Once the pictures are set aside, output all the records exactly.

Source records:
● ● ●

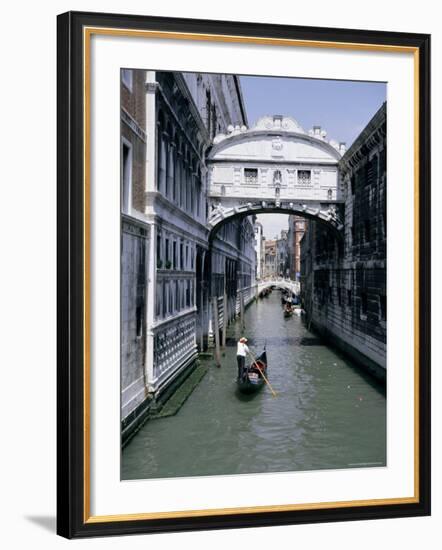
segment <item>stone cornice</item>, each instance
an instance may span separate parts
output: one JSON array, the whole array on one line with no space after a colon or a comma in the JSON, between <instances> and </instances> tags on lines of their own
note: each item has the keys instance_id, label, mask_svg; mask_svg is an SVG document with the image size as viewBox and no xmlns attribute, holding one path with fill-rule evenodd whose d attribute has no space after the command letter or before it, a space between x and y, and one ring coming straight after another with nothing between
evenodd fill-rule
<instances>
[{"instance_id":1,"label":"stone cornice","mask_svg":"<svg viewBox=\"0 0 442 550\"><path fill-rule=\"evenodd\" d=\"M139 137L144 143L147 142L147 134L134 119L134 117L129 114L124 107L121 107L120 113L121 120L132 130L132 132Z\"/></svg>"}]
</instances>

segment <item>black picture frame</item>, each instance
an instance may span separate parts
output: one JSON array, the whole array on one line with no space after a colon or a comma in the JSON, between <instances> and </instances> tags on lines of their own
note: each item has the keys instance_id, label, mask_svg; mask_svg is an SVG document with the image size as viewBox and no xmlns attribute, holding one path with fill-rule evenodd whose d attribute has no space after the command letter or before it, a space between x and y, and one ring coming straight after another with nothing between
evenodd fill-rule
<instances>
[{"instance_id":1,"label":"black picture frame","mask_svg":"<svg viewBox=\"0 0 442 550\"><path fill-rule=\"evenodd\" d=\"M430 514L430 36L105 13L58 16L57 42L57 532L67 538L335 522ZM406 504L91 521L85 489L84 28L268 37L414 48L419 59L418 499ZM87 337L87 336L86 336ZM86 474L85 474L86 472Z\"/></svg>"}]
</instances>

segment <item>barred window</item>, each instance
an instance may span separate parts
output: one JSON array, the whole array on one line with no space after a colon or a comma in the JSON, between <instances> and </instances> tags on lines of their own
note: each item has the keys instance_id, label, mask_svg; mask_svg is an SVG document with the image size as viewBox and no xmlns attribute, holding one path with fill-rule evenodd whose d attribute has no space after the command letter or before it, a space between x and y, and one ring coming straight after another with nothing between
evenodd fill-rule
<instances>
[{"instance_id":1,"label":"barred window","mask_svg":"<svg viewBox=\"0 0 442 550\"><path fill-rule=\"evenodd\" d=\"M310 185L312 183L311 170L298 170L298 185Z\"/></svg>"},{"instance_id":2,"label":"barred window","mask_svg":"<svg viewBox=\"0 0 442 550\"><path fill-rule=\"evenodd\" d=\"M245 181L245 183L257 183L258 182L258 169L257 168L244 168L244 181Z\"/></svg>"},{"instance_id":3,"label":"barred window","mask_svg":"<svg viewBox=\"0 0 442 550\"><path fill-rule=\"evenodd\" d=\"M367 315L368 297L366 292L361 292L361 315Z\"/></svg>"},{"instance_id":4,"label":"barred window","mask_svg":"<svg viewBox=\"0 0 442 550\"><path fill-rule=\"evenodd\" d=\"M387 320L387 298L384 295L379 296L379 318L381 321Z\"/></svg>"}]
</instances>

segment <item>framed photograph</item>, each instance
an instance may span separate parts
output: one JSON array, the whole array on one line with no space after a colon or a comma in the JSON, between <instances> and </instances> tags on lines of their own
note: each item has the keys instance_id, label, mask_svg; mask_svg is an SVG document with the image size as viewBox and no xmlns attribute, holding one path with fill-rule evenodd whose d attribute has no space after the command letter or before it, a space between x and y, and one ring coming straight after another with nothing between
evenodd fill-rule
<instances>
[{"instance_id":1,"label":"framed photograph","mask_svg":"<svg viewBox=\"0 0 442 550\"><path fill-rule=\"evenodd\" d=\"M57 70L58 533L429 515L430 36L69 12Z\"/></svg>"}]
</instances>

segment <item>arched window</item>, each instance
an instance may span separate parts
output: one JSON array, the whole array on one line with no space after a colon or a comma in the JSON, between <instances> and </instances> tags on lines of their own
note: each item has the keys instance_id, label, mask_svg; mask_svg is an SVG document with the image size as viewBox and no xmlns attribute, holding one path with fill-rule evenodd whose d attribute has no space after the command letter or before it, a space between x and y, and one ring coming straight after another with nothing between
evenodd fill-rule
<instances>
[{"instance_id":1,"label":"arched window","mask_svg":"<svg viewBox=\"0 0 442 550\"><path fill-rule=\"evenodd\" d=\"M182 170L182 142L179 136L176 136L175 146L175 171L174 171L174 193L173 198L176 204L181 204L181 170Z\"/></svg>"},{"instance_id":2,"label":"arched window","mask_svg":"<svg viewBox=\"0 0 442 550\"><path fill-rule=\"evenodd\" d=\"M167 124L166 197L171 198L173 189L173 142L172 125Z\"/></svg>"},{"instance_id":3,"label":"arched window","mask_svg":"<svg viewBox=\"0 0 442 550\"><path fill-rule=\"evenodd\" d=\"M166 138L164 115L158 112L157 123L157 189L164 193L166 187Z\"/></svg>"},{"instance_id":4,"label":"arched window","mask_svg":"<svg viewBox=\"0 0 442 550\"><path fill-rule=\"evenodd\" d=\"M225 185L221 185L221 195L222 195L223 197L226 196L226 186L225 186Z\"/></svg>"},{"instance_id":5,"label":"arched window","mask_svg":"<svg viewBox=\"0 0 442 550\"><path fill-rule=\"evenodd\" d=\"M333 191L332 191L332 189L329 189L329 190L327 191L327 199L328 199L329 201L331 201L332 198L333 198Z\"/></svg>"},{"instance_id":6,"label":"arched window","mask_svg":"<svg viewBox=\"0 0 442 550\"><path fill-rule=\"evenodd\" d=\"M199 163L196 163L195 166L195 201L196 201L196 216L199 218L201 216L201 195L202 195L202 186L201 186L201 168Z\"/></svg>"}]
</instances>

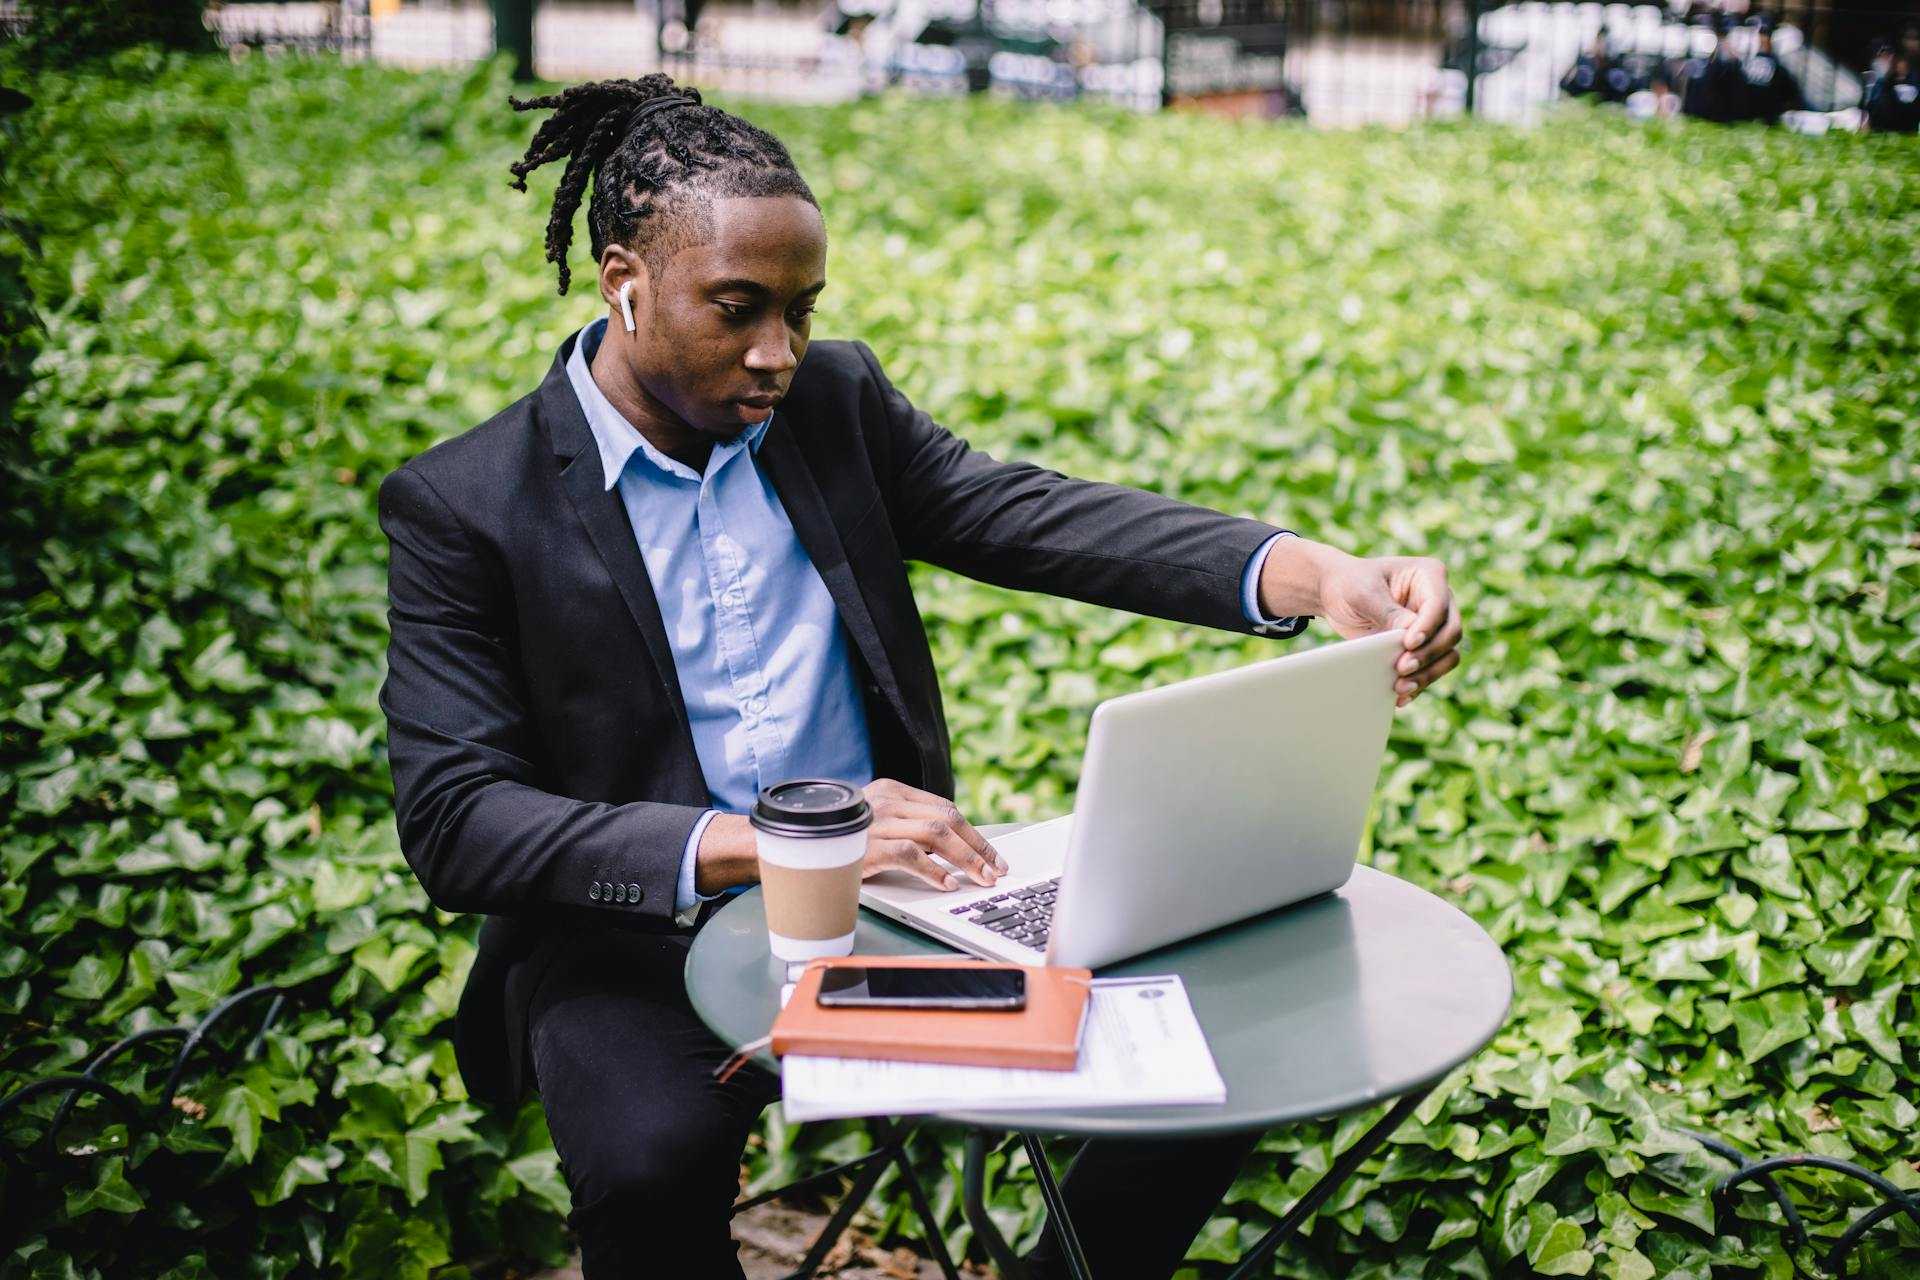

● ● ●

▶ _Response to this task_
segment <item>stone cornice</item>, each instance
an instance may span separate parts
output: one JSON array, the whole array on one line with no space after a colon or a comma in the JSON, between <instances> and </instances> tags on lines of their own
note: each item has the keys instance_id, label, mask_svg; mask_svg is an SVG document with the image size as viewBox and no xmlns attribute, holding one path with fill-rule evenodd whose d attribute has no space after the command letter or before it, a space between x and y, and one ring coming straight after another with nothing between
evenodd fill-rule
<instances>
[{"instance_id":1,"label":"stone cornice","mask_svg":"<svg viewBox=\"0 0 442 550\"><path fill-rule=\"evenodd\" d=\"M139 137L144 143L147 142L147 134L134 119L134 117L129 114L124 107L121 107L120 113L121 120L132 130L132 132Z\"/></svg>"}]
</instances>

segment <item>black picture frame</item>, each instance
an instance may span separate parts
output: one JSON array, the whole array on one line with no space after a colon or a comma in the JSON, between <instances> and </instances> tags on lines of their own
note: each item has the keys instance_id, label, mask_svg; mask_svg is an SVG document with the image size as viewBox and no xmlns attribute, holding one path with fill-rule evenodd whose d attribute has no space after the command letter or before it, a space between x and y, and one ring coming straight after another with nothing between
evenodd fill-rule
<instances>
[{"instance_id":1,"label":"black picture frame","mask_svg":"<svg viewBox=\"0 0 442 550\"><path fill-rule=\"evenodd\" d=\"M430 514L430 36L105 13L58 16L57 42L57 532L67 538L335 522ZM406 504L91 521L85 489L84 28L268 37L414 48L419 59L418 499ZM87 337L87 336L86 336ZM86 474L85 474L86 472Z\"/></svg>"}]
</instances>

segment <item>barred window</item>, each instance
an instance may span separate parts
output: one JSON array, the whole array on one line with no space after a colon or a comma in the JSON, between <instances> and </instances> tags on lines of their own
note: each item has the keys instance_id, label, mask_svg; mask_svg is an SVG document with the image size as viewBox and no xmlns attribute, holding one path with fill-rule evenodd whose d attribute has no space after the command letter or before it, a space between x and y, and one ring coming straight after another with nothing between
evenodd fill-rule
<instances>
[{"instance_id":1,"label":"barred window","mask_svg":"<svg viewBox=\"0 0 442 550\"><path fill-rule=\"evenodd\" d=\"M310 185L312 183L311 170L298 170L298 185Z\"/></svg>"},{"instance_id":2,"label":"barred window","mask_svg":"<svg viewBox=\"0 0 442 550\"><path fill-rule=\"evenodd\" d=\"M245 181L245 183L257 183L258 182L258 169L257 168L244 168L244 181Z\"/></svg>"},{"instance_id":3,"label":"barred window","mask_svg":"<svg viewBox=\"0 0 442 550\"><path fill-rule=\"evenodd\" d=\"M367 315L368 297L366 292L361 292L361 315Z\"/></svg>"},{"instance_id":4,"label":"barred window","mask_svg":"<svg viewBox=\"0 0 442 550\"><path fill-rule=\"evenodd\" d=\"M387 320L387 298L384 295L379 296L379 318L381 321Z\"/></svg>"}]
</instances>

segment <item>framed photograph</item>, each instance
an instance may span separate parts
output: one JSON array, the whole array on one line with no space after a colon or a comma in the JSON, between <instances> and </instances> tags on lines of their own
note: each item has the keys instance_id, label, mask_svg; mask_svg is an SVG document with the image size as viewBox and no xmlns attribute, holding one path with fill-rule evenodd whose d attribute has no space after the command letter or before it, a space between x and y, and one ring coming straight after another with nothing between
evenodd fill-rule
<instances>
[{"instance_id":1,"label":"framed photograph","mask_svg":"<svg viewBox=\"0 0 442 550\"><path fill-rule=\"evenodd\" d=\"M57 70L58 533L429 515L430 36L69 12Z\"/></svg>"}]
</instances>

segment <item>arched window</item>, each instance
an instance may span separate parts
output: one JSON array, the whole array on one line with no space after a colon or a comma in the JSON, between <instances> and </instances> tags on lines of their own
note: each item has the keys instance_id, label, mask_svg; mask_svg is an SVG document with the image size as viewBox and no xmlns attribute, holding one path with fill-rule evenodd whose d attribute has no space after the command letter or before it, a space between x and y, and one ring coming straight after another with nothing between
evenodd fill-rule
<instances>
[{"instance_id":1,"label":"arched window","mask_svg":"<svg viewBox=\"0 0 442 550\"><path fill-rule=\"evenodd\" d=\"M182 170L182 142L179 136L176 136L175 146L175 171L174 171L174 193L173 198L176 204L181 204L181 170Z\"/></svg>"},{"instance_id":2,"label":"arched window","mask_svg":"<svg viewBox=\"0 0 442 550\"><path fill-rule=\"evenodd\" d=\"M167 124L166 197L171 198L173 189L173 142L172 125Z\"/></svg>"},{"instance_id":3,"label":"arched window","mask_svg":"<svg viewBox=\"0 0 442 550\"><path fill-rule=\"evenodd\" d=\"M166 138L164 115L158 112L157 123L157 189L164 193L166 187Z\"/></svg>"},{"instance_id":4,"label":"arched window","mask_svg":"<svg viewBox=\"0 0 442 550\"><path fill-rule=\"evenodd\" d=\"M225 185L221 185L221 195L222 195L223 197L226 196L226 186L225 186Z\"/></svg>"},{"instance_id":5,"label":"arched window","mask_svg":"<svg viewBox=\"0 0 442 550\"><path fill-rule=\"evenodd\" d=\"M333 191L332 191L332 189L329 189L329 190L327 191L327 199L328 199L329 201L331 201L332 198L333 198Z\"/></svg>"},{"instance_id":6,"label":"arched window","mask_svg":"<svg viewBox=\"0 0 442 550\"><path fill-rule=\"evenodd\" d=\"M199 163L196 163L195 166L195 201L196 201L196 216L199 218L201 216L201 195L202 195L202 186L201 186L201 168Z\"/></svg>"}]
</instances>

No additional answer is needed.